▸ **SET TASK**: Print the line that contains "form (170, 139)." and every line after it through the last line of the records below, exactly as written and nothing else.

++++ AVAILABLE RECORDS

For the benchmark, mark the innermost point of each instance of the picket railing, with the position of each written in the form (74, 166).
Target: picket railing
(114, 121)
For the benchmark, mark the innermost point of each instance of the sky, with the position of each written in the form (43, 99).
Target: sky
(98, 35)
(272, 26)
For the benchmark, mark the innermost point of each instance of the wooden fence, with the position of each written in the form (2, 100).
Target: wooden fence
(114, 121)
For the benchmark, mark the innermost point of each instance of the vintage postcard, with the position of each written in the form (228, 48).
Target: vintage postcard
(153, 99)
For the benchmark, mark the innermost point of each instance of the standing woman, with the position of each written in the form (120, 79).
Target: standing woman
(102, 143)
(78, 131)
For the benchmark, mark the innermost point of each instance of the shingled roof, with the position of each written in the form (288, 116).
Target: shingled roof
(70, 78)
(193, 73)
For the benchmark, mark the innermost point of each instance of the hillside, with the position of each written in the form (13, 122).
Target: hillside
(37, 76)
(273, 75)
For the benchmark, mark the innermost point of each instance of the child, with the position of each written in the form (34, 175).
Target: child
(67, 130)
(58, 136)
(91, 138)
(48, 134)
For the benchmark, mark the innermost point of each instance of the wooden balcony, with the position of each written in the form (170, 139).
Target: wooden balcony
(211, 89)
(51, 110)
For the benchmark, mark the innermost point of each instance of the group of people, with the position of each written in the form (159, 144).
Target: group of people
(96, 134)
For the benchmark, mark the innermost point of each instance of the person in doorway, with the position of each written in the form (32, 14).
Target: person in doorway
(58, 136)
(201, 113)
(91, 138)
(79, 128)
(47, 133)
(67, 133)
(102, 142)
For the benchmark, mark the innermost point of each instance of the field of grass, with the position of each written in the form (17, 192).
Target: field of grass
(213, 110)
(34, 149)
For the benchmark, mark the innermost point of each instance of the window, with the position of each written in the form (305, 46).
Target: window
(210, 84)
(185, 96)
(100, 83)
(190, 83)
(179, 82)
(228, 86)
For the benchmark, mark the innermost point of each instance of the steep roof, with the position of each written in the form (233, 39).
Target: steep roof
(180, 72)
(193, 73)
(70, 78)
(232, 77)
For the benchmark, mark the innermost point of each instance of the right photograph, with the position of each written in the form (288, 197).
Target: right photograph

++++++++

▸ **TASK ANSWER**:
For the benchmark, mark the innermost point of each instance of the wooden balcony, with the position of each written in the form (170, 139).
Target: wooden balcony
(211, 89)
(51, 110)
For the benchmark, mark the innermost point of each instance of the group of people, with the position of each written in the form (159, 144).
Target: group of people
(96, 134)
For the benchmark, mark the innermost point of each instance of the person in doorway, with the position of each written in the form (32, 14).
Target: person in doorway
(58, 136)
(201, 113)
(91, 138)
(79, 128)
(47, 133)
(67, 133)
(102, 142)
For the benchmark, mark the innermost point of each instance of the field of grass, with the position of each written in the form (17, 192).
Target: field of grass
(213, 110)
(34, 149)
For the benchmark, mark the innermost point of each instance of the window, with the position of each written in the form (305, 46).
Target: window
(210, 84)
(185, 96)
(100, 83)
(190, 83)
(179, 82)
(228, 86)
For the benchmark, mark the innermost point of each instance of the steep roof, with the position of each written in the form (233, 39).
Target: steep roof
(180, 72)
(193, 73)
(70, 78)
(232, 77)
For the benchmark, mark the innermost point of each instance of the right photograph, with the position of each written in the form (288, 197).
Target: right photograph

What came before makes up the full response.